Poursuivez le texte consacré aux échecs de coordination observés en laboratoire, en reprenant après sa dernière phrase.

__PASSAGE EXTRAIT__.
■ ■ ■ ■

Dans une série d’articles, Nobuyuki Hanaki et ces mêmes auteurs s’appuient sur des expériences en laboratoire de sciences sociales, afin de comprendre la persistance des défauts de coordination dans les situations où des outils de communication efficaces sont pourtant disponibles. Une première étude compare les décisions qui sont prises dans un jeu de coordination à celles que l’on voit apparaître dans un jeu en tous points identique, mais dans lequel les participants à l’expérience sont informés qu’ils interagissent avec des ordinateurs dont les décisions leurs sont parfaitement connues d’avance. Ces participants ne sont donc confrontés à aucune incertitude stratégique, ce qui fournit un point de repère comportemental pour évaluer l’effet de l’incertitude stratégique sur les échecs de coordination. Les résultats montrent que les échecs de coordination restent importants y compris en l’absence d’incertitude stratégique (2), qui n’expliquerait alors que partiellement les échecs de coordination : une partie d’entre eux proviennent tout simplement de décisions inadaptées. A cet égard, c’est donc sur la prise de décision elle-même, et non sur la coordination des décisions individuelles, qu’il faut agir pour améliorer les décisions prises à l’intérieur du groupe.

■ ■ ■ ■

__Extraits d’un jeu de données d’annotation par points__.
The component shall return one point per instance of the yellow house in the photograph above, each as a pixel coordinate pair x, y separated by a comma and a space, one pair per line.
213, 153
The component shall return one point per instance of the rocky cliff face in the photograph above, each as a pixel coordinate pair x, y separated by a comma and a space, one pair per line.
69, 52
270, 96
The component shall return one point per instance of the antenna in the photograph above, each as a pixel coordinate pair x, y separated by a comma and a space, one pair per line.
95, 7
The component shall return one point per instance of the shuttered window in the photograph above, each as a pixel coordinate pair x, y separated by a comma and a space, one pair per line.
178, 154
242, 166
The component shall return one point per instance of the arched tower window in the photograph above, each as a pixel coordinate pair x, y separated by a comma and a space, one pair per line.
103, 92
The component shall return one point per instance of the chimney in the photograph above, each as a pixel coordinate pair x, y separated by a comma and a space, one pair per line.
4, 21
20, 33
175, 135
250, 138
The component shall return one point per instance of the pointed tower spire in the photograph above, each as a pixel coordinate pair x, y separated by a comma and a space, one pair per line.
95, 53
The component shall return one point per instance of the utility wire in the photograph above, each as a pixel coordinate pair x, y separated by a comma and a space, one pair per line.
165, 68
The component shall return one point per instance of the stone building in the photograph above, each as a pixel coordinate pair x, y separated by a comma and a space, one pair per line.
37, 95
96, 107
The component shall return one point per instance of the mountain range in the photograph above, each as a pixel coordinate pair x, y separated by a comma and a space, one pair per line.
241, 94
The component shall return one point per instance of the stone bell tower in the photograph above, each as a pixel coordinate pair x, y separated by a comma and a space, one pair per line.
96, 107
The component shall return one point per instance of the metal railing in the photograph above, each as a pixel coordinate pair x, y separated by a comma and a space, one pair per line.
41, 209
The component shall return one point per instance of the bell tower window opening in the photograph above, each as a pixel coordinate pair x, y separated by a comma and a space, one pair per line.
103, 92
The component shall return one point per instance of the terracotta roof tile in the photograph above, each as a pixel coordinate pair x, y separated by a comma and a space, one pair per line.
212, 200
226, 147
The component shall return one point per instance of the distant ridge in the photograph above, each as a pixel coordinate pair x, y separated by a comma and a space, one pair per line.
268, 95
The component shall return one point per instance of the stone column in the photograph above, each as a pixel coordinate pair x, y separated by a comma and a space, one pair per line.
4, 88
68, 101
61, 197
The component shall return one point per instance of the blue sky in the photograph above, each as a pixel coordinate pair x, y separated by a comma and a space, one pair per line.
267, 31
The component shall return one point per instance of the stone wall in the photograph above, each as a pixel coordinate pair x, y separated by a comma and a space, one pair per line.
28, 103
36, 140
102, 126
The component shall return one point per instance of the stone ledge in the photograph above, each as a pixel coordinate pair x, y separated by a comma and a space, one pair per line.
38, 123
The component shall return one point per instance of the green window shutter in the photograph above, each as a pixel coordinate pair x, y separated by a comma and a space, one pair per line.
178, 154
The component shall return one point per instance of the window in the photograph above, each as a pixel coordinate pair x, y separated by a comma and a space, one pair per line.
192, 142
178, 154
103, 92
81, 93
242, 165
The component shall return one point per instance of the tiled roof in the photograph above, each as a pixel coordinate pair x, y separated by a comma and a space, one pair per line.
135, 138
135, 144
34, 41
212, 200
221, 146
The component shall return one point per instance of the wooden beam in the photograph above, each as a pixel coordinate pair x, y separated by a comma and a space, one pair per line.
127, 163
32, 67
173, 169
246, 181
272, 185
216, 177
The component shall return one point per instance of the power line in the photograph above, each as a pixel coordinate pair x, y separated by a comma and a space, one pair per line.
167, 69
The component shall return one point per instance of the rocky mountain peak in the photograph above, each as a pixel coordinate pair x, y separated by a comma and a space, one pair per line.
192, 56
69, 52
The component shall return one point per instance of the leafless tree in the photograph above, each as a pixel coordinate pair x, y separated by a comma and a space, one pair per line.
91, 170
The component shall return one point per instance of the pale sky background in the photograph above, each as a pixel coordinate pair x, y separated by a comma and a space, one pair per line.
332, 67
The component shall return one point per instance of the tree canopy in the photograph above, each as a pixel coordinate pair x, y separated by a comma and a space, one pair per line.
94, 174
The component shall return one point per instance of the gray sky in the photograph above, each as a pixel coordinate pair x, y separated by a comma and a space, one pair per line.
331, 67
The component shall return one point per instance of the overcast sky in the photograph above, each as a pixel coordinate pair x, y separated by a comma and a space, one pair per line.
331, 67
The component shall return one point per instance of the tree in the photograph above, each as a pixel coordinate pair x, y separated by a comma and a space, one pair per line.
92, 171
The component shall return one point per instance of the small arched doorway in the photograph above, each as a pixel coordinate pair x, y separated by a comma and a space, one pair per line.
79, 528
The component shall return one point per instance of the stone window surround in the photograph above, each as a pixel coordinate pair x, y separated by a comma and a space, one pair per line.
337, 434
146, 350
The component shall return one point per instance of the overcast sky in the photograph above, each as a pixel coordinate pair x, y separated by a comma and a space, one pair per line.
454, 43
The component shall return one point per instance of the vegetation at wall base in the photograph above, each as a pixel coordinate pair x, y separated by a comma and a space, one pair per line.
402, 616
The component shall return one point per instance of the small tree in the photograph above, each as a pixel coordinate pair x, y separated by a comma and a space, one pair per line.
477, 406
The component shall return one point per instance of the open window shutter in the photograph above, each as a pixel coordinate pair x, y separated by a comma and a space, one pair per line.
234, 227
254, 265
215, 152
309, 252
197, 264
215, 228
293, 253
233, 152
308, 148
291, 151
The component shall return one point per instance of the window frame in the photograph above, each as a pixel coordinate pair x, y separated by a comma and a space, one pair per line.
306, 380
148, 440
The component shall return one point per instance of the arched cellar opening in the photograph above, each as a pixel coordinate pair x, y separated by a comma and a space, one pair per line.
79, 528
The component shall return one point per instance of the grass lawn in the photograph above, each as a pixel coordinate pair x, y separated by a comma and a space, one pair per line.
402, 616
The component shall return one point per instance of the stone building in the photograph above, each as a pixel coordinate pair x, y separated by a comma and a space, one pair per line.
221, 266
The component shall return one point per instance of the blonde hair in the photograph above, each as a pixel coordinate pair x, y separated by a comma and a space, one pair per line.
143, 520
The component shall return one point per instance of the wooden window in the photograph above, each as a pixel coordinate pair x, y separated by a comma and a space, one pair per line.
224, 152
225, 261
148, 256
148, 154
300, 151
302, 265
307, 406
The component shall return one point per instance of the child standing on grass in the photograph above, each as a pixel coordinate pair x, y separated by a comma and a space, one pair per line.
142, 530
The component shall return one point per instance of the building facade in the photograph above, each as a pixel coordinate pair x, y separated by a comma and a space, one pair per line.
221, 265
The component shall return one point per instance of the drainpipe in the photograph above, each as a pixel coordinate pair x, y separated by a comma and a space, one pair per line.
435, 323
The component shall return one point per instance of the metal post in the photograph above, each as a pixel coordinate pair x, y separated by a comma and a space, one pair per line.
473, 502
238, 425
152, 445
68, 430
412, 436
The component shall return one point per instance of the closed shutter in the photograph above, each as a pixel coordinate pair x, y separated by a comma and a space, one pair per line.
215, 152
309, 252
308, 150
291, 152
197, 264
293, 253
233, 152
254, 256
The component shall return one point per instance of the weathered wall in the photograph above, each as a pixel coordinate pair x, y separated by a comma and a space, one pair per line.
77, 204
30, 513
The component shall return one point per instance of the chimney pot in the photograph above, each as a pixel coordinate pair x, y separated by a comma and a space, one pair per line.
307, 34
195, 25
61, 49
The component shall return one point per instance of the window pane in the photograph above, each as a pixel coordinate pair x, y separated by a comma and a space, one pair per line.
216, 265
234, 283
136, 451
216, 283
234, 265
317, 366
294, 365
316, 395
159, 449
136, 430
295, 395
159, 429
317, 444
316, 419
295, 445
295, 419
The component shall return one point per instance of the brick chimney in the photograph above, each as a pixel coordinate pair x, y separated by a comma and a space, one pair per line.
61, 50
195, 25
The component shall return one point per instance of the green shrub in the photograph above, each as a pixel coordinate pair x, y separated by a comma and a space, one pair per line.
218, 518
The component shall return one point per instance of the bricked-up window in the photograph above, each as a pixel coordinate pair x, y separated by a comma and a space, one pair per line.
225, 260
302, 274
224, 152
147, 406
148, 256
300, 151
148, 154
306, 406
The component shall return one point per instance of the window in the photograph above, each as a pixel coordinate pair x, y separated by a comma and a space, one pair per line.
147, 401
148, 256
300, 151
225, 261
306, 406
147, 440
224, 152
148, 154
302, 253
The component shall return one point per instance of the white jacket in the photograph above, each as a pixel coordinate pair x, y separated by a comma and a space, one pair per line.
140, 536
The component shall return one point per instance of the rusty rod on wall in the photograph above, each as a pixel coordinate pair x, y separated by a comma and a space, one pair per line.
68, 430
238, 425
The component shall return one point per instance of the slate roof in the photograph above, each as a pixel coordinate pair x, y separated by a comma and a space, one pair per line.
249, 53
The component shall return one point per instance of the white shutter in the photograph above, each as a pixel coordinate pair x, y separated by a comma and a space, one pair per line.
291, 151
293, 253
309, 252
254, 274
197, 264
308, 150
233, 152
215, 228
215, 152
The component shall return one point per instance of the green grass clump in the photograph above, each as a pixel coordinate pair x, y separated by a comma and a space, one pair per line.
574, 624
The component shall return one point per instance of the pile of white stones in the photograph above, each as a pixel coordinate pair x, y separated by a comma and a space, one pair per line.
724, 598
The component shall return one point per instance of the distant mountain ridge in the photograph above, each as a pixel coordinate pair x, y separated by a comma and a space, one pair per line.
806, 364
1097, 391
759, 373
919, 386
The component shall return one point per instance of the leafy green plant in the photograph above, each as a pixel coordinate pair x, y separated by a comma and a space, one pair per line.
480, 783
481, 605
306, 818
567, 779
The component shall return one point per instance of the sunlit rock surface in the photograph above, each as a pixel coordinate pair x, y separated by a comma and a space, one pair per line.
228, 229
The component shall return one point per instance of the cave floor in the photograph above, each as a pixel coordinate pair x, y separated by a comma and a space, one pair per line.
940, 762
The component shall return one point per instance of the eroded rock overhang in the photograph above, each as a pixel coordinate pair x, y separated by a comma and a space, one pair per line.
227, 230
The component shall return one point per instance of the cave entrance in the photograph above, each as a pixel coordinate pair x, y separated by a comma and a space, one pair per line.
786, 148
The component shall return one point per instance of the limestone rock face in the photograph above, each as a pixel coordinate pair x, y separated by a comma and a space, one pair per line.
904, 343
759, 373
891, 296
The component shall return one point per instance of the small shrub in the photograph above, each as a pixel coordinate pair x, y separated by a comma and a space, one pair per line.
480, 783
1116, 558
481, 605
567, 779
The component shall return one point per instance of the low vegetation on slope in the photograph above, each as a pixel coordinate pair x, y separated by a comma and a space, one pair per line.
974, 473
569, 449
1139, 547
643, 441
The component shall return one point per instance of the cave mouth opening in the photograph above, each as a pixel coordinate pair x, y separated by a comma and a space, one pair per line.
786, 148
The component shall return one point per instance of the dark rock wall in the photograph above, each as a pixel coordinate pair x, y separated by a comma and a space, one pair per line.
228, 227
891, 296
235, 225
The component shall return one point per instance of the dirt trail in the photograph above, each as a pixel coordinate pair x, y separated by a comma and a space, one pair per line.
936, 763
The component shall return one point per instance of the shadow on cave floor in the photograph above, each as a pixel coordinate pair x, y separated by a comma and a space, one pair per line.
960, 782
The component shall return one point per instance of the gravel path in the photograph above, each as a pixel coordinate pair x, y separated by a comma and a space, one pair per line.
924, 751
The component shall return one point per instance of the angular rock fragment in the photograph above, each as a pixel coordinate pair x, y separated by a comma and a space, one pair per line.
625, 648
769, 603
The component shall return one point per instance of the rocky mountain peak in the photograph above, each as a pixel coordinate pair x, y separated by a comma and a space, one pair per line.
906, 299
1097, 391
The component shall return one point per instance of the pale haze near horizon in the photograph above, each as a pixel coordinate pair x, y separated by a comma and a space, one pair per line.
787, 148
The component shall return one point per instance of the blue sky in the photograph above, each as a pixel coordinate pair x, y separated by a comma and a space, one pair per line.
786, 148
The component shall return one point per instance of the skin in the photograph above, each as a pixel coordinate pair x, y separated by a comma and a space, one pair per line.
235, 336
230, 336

■ ■ ■ ■

__RÉPONSE ATTENDUE__.
Pour aller plus loin, une seconde étude s’inspire des travaux en psychologie et en management qui mettent en évidence le rôle des capacités cognitives dans les décisions prises au sein des organisations. L’étude recourt à des tests cognitifs empruntés à la psychologie, qui reposent par exemple sur des résolutions de puzzle et des énigmes logiques (et de plus en plus fréquemment utilisés par les services de ressources humaines dans le cadre de tests de recrutement). Les résultats montrent que, en l’absence d’incertitude stratégique, les personnes dont les décisions conduisent à des échecs de coordination sont effectivement plus susceptibles d’obtenir des résultats faibles aux tests cognitifs. Mais le résultat le plus important est que les capacités cognitives individuelles n’expliquent qu’une faible fraction de l’ensemble des échecs de coordination qui subsistent. Les facultés cognitives sont certes un facteur qui favorise la réussite d’un groupe, mais elles sont loin de la garantir.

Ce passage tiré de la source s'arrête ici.